*Die Aufgabe*
Gib aus dem Text über Oslo den Abschnitt zwischen „Wer mit der“ und „aber dramatisch verändert.“, beide Stellen eingeschlossen, wortgetreu wieder.
====== Textauszug ======
Autos bitte draußen bleiben
Oslos Weg zur Umwelthauptstadt Europas 2019

Wer mit der Fähre aus dem Süden nach Oslo kommt, sieht die Stadt schon aus der Ferne, wie sie sich am Ende des Fjords an die Hügel der umliegenden Berge schmiegt. In der Mitte die beiden mächtigen Rathaustürme, östlich davon die Festung Akershus und die letzten Reste des mittelalterlichen Oslos. Noch vor wenigen Jahren sah man außer einigen Industrieanlagen am Kai und der Holmenkollen-Skischanze hoch über der Stadt nicht viel mehr. Dieses Bild hat sich seit der Jahrtausendwende aber dramatisch verändert.
Schicke Wohnhäuser und imageträchtige Prachtbauten wie die Oper mit ihrem Marmordach oder die golden glänzende Deichmann-Bibliothek haben die Industriehäfen verdrängt. Das neue Oslo heißt inzwischen deshalb auch das „Manhattan Skandinaviens“. 2019 war Oslo Umwelthauptstadt Europas. Eine unfassbare Kraftanstrengung hat aus dieser einst sehr verschlafenen Hauptstadt eine der modernsten und umweltfreundlichsten Städte der Welt gemacht.
====== Daten ======
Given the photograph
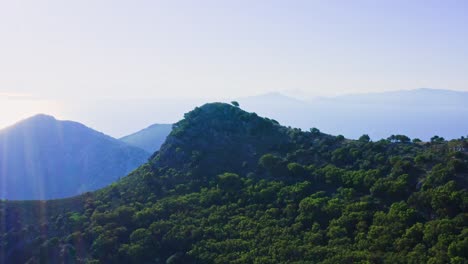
======
*Antwort zur Aufgabe*
Wer mit der Fähre aus dem Süden nach Oslo kommt, sieht die Stadt schon aus der Ferne, wie sie sich am Ende des Fjords an die Hügel der umliegenden Berge schmiegt. In der Mitte die beiden mächtigen Rathaustürme, östlich davon die Festung Akershus und die letzten Reste des mittelalterlichen Oslos. Noch vor wenigen Jahren sah man außer einigen Industrieanlagen am Kai und der Holmenkollen-Skischanze hoch über der Stadt nicht viel mehr. Dieses Bild hat sich seit der Jahrtausendwende aber dramatisch verändert.